Start

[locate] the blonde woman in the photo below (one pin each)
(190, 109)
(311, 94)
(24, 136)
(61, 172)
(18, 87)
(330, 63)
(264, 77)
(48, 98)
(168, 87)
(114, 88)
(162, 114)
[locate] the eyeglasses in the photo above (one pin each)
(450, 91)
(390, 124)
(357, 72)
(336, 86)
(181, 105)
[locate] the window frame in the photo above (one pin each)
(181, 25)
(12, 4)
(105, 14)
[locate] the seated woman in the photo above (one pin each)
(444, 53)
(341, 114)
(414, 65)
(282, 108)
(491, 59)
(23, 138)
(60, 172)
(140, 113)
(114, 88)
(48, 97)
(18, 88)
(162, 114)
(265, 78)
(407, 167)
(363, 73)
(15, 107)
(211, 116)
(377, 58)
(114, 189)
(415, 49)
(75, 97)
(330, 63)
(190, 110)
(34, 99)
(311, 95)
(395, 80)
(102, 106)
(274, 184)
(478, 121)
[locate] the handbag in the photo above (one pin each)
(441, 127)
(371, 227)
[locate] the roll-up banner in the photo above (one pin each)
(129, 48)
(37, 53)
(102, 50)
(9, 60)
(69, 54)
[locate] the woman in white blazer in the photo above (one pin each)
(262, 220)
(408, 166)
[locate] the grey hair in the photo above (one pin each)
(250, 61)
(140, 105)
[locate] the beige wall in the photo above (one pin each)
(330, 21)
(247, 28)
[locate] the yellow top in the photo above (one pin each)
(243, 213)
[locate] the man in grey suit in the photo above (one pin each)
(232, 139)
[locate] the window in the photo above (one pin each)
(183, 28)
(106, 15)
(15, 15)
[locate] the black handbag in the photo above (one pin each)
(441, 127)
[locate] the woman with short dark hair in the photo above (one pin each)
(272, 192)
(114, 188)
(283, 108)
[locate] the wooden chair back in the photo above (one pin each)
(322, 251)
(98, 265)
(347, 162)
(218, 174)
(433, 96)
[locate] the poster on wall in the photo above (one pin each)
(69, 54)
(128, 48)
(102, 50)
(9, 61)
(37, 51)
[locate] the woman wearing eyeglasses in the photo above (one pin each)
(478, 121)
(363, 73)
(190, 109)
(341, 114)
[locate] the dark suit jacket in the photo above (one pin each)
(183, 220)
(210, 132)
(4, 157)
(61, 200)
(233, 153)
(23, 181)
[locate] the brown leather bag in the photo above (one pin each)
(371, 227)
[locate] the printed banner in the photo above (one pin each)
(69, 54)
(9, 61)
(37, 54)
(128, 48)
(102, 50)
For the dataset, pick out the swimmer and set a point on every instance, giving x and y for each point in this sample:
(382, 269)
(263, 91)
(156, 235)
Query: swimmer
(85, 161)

End

● **Exercise objective**
Quote everything from the line that contains "For the dataset, pick" down to the end of the records above, including both that first line and the last line.

● **Answer in full**
For the dataset, pick out the swimmer and set a point on every instance, giving x and y for each point in this sample:
(382, 269)
(263, 91)
(156, 235)
Query: swimmer
(85, 161)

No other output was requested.